Raw data:
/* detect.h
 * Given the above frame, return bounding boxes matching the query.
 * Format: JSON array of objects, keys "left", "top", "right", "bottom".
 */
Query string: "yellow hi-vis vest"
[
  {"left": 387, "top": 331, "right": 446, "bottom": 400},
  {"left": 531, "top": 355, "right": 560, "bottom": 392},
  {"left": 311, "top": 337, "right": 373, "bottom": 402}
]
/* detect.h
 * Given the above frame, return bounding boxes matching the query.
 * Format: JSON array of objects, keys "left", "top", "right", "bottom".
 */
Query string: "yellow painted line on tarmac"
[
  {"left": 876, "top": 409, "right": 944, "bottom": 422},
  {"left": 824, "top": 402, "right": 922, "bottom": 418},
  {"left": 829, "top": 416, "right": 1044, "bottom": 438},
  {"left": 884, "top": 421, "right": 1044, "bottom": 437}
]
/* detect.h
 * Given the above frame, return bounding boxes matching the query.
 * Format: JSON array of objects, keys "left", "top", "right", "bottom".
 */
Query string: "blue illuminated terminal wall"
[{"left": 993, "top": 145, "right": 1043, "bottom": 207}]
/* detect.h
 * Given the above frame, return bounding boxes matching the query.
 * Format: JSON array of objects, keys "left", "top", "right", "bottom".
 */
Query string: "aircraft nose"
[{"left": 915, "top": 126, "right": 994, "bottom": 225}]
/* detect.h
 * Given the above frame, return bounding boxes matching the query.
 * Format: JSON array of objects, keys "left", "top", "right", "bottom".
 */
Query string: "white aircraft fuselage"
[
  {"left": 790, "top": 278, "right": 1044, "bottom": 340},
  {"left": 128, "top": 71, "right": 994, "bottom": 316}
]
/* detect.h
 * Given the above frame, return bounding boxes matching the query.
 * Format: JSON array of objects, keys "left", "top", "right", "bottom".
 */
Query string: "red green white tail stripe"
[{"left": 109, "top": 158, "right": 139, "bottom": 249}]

Brief: Print every record above once more, exactly as written.

Solution to this problem:
/* detect.h
 * Given the above frame, return bounding boxes matching the query.
 * Format: JSON array of objects, keys "left", "top", "right", "bottom".
 */
Query string: "yellow hi-vis vest"
[
  {"left": 387, "top": 331, "right": 446, "bottom": 400},
  {"left": 531, "top": 355, "right": 560, "bottom": 392},
  {"left": 311, "top": 337, "right": 373, "bottom": 402}
]
/* detect.h
 * Given the above frame, return bounding boxes matching the query.
 * Format: JSON array of objects, keys "left", "top", "right", "bottom".
 */
Query string: "yellow painted line on tarmac"
[
  {"left": 876, "top": 409, "right": 944, "bottom": 422},
  {"left": 824, "top": 402, "right": 922, "bottom": 418},
  {"left": 829, "top": 416, "right": 1044, "bottom": 438},
  {"left": 884, "top": 421, "right": 1044, "bottom": 437}
]
/* detect.h
 * Given the above frame, return bounding boxes matching the query.
 * Format: JSON array of objects, keys "left", "top", "right", "bottom".
 */
Query string: "blue illuminated terminal wall"
[{"left": 993, "top": 145, "right": 1043, "bottom": 207}]
/* detect.h
 * Given the above frame, return bounding boxes matching the query.
 * Format: JSON array of objects, keys "left", "top", "right", "bottom".
 */
Query string: "aircraft nose"
[{"left": 915, "top": 126, "right": 994, "bottom": 225}]
/* detect.h
 * Given the above frame, return bounding boxes matching the query.
 * Format: JSON array of objects, keys "left", "top", "right", "bottom".
 */
Query string: "white aircraft fuselage"
[
  {"left": 790, "top": 278, "right": 1044, "bottom": 340},
  {"left": 128, "top": 71, "right": 994, "bottom": 316}
]
/* detect.h
 * Given the above frame, return bounding boxes matching the query.
 * Format: JSON array of objects, keys "left", "top", "right", "bottom".
 */
Query string: "red green white tail stripe"
[{"left": 109, "top": 158, "right": 139, "bottom": 249}]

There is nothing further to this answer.